Show every line from the records below that contains the word "wall", copying each line in full.
[Begin]
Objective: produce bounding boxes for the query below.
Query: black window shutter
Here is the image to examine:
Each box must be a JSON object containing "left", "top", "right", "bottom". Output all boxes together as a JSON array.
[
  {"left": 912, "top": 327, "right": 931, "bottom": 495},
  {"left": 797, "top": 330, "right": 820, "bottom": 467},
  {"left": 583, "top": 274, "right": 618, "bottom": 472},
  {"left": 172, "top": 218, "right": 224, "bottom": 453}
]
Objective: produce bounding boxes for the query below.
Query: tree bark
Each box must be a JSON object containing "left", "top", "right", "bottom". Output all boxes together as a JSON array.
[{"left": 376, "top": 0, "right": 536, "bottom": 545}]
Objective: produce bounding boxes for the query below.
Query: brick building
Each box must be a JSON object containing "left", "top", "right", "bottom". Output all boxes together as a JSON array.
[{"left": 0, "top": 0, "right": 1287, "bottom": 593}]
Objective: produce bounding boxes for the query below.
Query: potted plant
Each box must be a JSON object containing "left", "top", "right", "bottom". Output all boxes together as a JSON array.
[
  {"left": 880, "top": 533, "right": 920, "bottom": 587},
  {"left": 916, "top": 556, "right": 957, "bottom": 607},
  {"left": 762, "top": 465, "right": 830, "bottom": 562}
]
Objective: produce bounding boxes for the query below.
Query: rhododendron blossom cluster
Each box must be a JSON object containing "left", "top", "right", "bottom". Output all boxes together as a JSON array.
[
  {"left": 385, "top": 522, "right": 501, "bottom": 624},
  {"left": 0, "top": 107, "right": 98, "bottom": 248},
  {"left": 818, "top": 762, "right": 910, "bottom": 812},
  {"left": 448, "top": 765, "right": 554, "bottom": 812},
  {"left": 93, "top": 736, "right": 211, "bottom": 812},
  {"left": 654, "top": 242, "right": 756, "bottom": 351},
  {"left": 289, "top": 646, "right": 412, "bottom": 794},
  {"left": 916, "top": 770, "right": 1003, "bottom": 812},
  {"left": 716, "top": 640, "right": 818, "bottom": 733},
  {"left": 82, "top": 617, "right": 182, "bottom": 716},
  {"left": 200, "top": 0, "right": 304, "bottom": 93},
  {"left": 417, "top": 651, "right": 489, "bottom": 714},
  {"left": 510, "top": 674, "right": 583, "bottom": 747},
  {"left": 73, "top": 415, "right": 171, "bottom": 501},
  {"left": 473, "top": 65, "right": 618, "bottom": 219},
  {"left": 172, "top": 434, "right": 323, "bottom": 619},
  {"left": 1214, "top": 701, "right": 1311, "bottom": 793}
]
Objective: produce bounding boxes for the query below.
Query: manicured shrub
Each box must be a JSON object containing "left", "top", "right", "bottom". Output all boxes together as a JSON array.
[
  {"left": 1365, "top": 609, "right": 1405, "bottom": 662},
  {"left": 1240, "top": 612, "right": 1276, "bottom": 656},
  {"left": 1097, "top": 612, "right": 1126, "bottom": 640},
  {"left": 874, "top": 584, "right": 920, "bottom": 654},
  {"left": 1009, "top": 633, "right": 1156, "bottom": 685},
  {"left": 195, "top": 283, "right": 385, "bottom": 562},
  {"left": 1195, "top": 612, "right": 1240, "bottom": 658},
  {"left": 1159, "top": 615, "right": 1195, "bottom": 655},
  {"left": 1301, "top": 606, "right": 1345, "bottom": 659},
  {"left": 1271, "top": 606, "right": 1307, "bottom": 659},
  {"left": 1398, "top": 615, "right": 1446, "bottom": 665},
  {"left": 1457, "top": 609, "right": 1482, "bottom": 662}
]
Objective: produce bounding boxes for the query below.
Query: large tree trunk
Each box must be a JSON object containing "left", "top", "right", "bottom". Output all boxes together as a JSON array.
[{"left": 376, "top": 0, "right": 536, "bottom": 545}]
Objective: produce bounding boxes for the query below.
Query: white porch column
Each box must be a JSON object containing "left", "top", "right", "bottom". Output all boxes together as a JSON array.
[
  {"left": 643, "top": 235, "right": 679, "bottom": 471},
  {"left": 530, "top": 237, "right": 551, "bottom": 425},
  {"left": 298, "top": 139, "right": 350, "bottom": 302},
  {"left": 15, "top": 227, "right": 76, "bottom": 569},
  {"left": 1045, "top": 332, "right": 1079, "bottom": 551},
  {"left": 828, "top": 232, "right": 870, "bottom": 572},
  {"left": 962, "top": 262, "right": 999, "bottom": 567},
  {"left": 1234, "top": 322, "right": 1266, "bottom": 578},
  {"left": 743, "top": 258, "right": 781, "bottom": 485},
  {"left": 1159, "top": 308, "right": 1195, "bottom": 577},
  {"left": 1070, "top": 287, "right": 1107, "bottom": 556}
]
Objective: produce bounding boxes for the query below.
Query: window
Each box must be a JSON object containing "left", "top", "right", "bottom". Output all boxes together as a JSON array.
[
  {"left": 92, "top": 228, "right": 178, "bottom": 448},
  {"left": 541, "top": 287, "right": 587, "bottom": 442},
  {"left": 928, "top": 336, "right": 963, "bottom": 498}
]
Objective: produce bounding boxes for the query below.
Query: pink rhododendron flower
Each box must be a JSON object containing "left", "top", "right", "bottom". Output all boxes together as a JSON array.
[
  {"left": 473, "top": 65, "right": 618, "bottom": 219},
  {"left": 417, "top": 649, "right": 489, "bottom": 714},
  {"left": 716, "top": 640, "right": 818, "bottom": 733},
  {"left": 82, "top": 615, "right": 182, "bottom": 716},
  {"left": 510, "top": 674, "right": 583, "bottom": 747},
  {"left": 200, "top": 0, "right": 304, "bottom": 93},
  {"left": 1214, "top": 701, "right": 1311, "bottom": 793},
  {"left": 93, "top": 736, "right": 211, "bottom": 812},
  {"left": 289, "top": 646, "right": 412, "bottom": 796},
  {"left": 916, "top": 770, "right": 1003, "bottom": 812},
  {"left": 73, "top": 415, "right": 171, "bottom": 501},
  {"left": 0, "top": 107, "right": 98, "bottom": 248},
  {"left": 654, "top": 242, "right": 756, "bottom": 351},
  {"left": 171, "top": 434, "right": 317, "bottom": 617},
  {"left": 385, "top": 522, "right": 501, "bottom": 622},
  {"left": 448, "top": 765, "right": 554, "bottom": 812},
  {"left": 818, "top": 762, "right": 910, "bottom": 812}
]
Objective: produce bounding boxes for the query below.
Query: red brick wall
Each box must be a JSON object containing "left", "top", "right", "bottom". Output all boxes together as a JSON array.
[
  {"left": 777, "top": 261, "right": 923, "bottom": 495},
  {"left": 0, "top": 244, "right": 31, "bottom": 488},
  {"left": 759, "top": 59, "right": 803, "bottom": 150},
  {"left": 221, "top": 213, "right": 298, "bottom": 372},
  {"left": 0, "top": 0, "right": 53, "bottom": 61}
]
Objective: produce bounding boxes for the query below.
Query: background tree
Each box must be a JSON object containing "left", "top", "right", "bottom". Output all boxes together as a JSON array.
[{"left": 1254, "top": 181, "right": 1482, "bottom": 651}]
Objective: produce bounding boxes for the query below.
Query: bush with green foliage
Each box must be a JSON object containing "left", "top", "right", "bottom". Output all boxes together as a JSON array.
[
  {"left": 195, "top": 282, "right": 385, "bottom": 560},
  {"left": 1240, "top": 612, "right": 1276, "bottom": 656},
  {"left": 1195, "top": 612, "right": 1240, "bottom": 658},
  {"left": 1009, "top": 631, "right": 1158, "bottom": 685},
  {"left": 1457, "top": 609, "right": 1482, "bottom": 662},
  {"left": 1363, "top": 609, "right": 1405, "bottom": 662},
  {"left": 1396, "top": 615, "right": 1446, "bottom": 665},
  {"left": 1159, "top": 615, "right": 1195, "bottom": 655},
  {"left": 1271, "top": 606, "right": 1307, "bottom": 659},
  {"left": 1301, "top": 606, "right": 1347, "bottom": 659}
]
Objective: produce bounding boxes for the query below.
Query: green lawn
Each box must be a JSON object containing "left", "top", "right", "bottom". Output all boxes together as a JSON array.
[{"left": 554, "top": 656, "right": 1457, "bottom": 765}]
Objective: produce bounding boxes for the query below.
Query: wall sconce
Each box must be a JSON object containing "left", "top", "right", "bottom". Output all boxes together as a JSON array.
[End]
[The solution]
Query: red brick wall
Query: wall sconce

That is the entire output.